• **WHAT IS EXPECTED**
Go over the records and copy every line with the string "short".

★ ★ ★ ★ ★

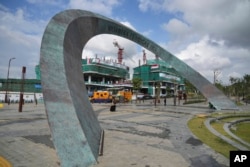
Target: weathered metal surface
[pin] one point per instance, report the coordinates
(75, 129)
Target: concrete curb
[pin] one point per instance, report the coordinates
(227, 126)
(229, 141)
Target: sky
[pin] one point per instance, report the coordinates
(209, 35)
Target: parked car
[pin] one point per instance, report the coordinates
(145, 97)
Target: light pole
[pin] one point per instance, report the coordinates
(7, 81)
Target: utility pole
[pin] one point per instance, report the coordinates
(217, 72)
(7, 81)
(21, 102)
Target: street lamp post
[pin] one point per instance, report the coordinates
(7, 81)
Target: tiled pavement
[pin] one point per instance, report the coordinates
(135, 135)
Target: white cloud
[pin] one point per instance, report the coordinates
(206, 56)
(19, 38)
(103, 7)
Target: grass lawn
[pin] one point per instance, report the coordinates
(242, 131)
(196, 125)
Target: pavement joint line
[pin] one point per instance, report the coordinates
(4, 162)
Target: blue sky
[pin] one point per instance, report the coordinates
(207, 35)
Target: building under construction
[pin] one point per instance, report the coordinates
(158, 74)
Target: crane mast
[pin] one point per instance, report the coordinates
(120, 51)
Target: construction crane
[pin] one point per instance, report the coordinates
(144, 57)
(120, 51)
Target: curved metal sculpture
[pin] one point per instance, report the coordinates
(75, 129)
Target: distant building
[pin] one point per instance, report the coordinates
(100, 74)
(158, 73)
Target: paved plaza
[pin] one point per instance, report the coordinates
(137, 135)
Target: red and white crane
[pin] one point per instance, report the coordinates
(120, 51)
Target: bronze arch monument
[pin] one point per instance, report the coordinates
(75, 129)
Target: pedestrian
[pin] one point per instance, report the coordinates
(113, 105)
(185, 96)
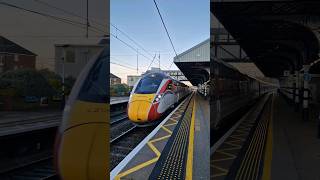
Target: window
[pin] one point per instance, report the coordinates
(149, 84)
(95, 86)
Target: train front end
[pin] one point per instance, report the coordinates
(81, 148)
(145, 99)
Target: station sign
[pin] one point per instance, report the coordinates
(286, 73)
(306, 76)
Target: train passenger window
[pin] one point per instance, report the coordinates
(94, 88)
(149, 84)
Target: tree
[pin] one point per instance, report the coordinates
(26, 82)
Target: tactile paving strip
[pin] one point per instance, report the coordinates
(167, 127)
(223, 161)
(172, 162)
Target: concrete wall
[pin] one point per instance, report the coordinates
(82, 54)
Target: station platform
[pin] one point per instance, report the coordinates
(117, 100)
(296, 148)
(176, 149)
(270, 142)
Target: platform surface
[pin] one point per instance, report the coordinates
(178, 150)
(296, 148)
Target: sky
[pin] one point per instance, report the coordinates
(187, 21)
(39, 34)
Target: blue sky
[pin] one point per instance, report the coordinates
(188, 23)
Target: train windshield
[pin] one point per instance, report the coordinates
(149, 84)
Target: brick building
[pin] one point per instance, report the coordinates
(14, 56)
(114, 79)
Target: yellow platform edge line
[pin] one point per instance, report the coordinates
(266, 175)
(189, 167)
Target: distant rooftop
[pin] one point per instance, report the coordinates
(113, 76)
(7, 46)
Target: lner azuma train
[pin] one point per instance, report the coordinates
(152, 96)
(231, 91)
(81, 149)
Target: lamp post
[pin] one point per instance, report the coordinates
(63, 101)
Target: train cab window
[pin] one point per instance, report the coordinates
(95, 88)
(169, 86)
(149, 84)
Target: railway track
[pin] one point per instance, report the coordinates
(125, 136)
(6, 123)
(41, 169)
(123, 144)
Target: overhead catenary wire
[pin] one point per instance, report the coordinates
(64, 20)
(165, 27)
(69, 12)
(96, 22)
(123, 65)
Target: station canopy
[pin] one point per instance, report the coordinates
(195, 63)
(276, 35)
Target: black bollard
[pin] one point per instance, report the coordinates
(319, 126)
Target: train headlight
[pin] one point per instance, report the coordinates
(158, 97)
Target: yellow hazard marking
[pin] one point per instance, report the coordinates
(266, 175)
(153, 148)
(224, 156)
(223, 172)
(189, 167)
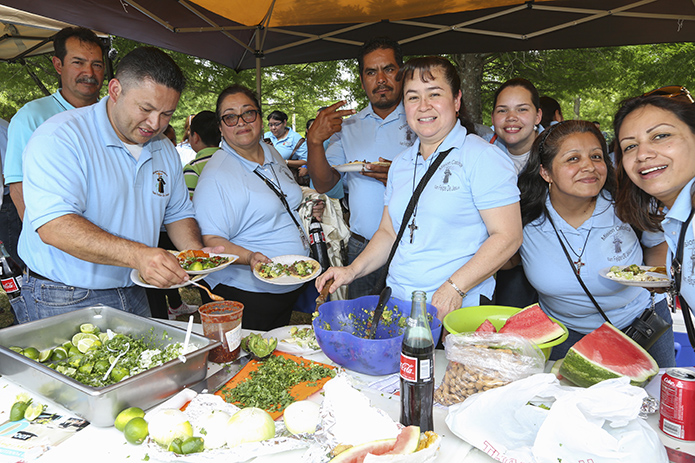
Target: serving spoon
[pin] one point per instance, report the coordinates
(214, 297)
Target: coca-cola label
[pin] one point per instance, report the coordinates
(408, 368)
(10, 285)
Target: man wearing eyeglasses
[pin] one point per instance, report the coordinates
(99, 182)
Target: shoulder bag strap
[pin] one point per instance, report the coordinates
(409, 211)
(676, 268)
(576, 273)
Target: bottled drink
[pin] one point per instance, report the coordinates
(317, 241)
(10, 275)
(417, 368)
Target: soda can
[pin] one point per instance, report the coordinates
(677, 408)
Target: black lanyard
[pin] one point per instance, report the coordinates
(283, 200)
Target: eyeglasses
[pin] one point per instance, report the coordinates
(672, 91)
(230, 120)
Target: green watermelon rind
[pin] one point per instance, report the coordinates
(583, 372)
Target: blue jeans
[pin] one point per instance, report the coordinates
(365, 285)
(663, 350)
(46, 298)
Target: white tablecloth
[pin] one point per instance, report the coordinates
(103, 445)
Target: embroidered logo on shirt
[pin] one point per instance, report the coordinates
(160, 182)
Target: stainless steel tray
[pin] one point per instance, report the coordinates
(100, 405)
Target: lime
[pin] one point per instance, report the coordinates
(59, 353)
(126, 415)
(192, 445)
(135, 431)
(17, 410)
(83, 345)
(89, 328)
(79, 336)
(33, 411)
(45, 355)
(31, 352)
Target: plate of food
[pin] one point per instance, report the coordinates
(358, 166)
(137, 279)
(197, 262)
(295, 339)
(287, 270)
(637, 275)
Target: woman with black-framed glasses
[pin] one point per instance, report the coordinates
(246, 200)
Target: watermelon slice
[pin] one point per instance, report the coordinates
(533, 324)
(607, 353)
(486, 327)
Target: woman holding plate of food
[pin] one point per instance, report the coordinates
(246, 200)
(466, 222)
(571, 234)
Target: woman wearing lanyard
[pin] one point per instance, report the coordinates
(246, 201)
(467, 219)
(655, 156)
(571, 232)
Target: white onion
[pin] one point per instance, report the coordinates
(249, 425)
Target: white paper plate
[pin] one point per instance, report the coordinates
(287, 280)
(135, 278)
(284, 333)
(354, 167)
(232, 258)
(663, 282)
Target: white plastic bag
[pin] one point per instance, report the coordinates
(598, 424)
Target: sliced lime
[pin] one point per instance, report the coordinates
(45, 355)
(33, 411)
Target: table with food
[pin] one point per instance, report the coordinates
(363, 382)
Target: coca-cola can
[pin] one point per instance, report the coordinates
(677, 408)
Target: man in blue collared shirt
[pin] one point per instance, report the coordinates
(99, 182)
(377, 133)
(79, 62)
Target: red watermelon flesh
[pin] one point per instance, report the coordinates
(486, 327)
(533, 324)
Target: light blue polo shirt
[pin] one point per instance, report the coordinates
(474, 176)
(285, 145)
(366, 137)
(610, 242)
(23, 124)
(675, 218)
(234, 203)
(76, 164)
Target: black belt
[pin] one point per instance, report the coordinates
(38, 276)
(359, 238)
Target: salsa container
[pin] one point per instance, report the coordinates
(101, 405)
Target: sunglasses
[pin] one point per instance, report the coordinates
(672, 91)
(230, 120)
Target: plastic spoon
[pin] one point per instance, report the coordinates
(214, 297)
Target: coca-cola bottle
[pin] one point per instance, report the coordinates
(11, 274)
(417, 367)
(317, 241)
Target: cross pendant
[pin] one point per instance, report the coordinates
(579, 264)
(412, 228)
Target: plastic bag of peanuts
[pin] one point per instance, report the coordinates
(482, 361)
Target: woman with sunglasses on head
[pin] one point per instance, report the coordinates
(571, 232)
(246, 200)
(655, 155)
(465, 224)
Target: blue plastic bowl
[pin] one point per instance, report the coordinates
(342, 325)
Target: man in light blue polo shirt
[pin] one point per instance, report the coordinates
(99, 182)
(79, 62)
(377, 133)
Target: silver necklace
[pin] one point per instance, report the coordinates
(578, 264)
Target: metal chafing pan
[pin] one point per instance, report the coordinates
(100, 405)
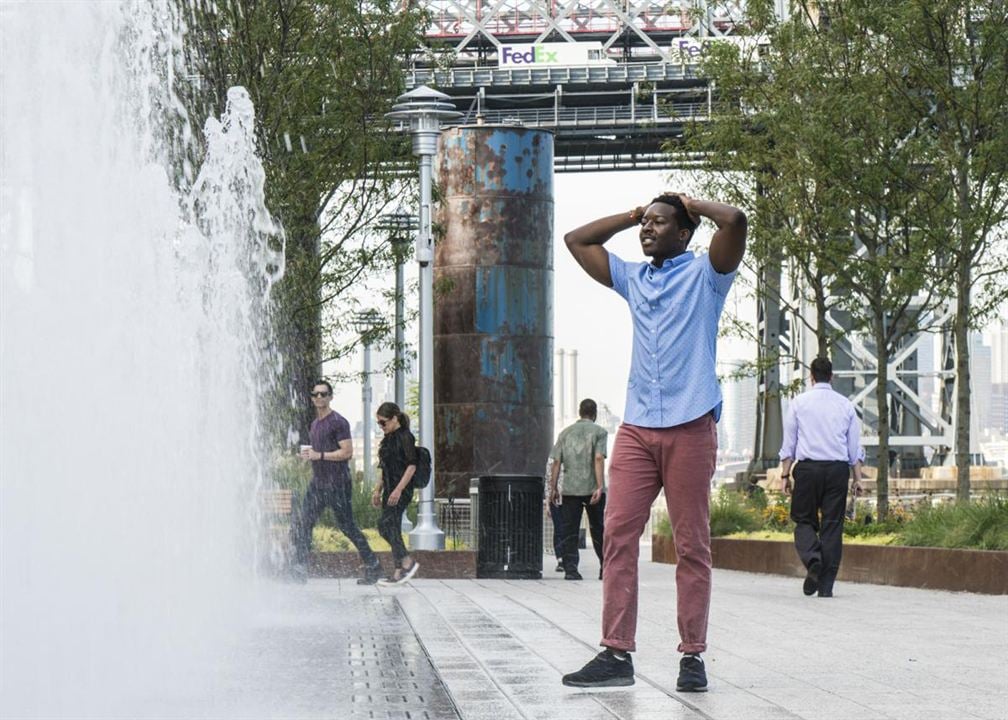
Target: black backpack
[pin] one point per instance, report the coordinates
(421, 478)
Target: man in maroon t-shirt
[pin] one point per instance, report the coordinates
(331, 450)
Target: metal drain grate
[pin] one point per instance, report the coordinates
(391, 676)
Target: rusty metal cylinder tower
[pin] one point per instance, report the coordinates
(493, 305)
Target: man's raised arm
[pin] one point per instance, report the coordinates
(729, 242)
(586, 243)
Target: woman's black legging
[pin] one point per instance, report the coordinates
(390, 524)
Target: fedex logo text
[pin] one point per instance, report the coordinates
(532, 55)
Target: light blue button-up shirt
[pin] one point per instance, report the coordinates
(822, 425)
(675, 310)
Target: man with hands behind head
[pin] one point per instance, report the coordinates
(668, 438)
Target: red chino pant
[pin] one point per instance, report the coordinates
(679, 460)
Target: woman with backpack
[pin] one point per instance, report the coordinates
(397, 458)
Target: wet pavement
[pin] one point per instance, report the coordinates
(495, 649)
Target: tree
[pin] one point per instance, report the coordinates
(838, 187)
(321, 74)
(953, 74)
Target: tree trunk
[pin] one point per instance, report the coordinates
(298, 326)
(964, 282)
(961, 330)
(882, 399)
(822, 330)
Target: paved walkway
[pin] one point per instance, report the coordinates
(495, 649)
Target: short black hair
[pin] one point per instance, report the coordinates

★ ★ ★ ★ ★

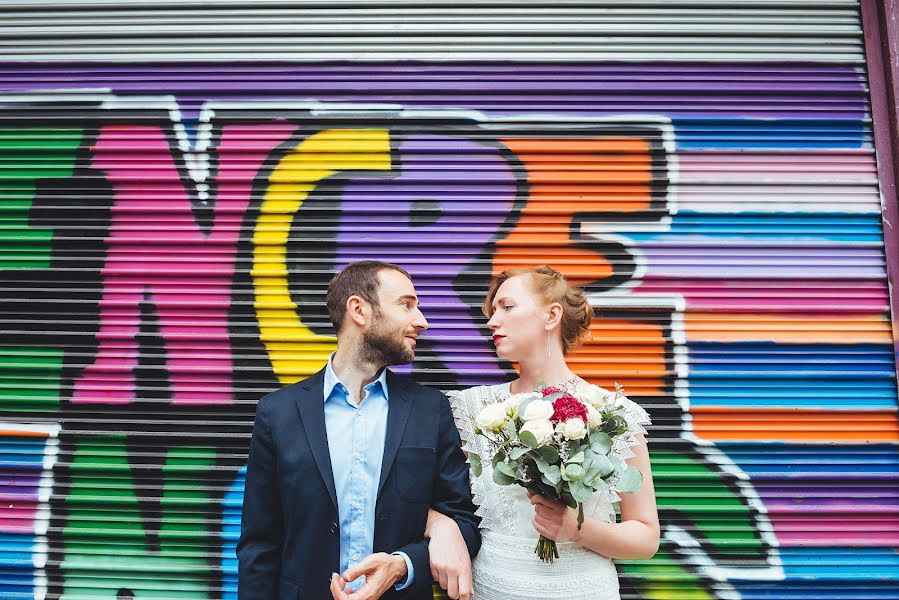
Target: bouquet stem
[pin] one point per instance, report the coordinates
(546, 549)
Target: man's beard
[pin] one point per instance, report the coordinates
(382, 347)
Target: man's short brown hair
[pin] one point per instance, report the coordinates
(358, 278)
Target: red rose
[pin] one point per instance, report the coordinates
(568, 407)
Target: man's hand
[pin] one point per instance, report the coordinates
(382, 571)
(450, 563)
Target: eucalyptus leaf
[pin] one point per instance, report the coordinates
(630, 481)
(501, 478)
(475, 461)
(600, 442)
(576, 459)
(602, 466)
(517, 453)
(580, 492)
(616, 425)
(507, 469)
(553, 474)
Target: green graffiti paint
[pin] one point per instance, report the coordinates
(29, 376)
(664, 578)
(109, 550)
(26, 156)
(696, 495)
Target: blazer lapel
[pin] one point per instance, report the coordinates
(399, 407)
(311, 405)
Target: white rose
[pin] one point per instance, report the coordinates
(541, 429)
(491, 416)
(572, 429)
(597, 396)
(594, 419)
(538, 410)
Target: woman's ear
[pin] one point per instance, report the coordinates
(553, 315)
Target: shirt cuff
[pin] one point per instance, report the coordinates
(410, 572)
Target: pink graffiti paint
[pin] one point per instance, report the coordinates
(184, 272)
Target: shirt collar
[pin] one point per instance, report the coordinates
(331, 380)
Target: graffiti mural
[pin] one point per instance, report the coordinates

★ ★ ★ ★ ★

• **EXERCISE SOLUTION**
Target: short black hair
Target: man's short brown hair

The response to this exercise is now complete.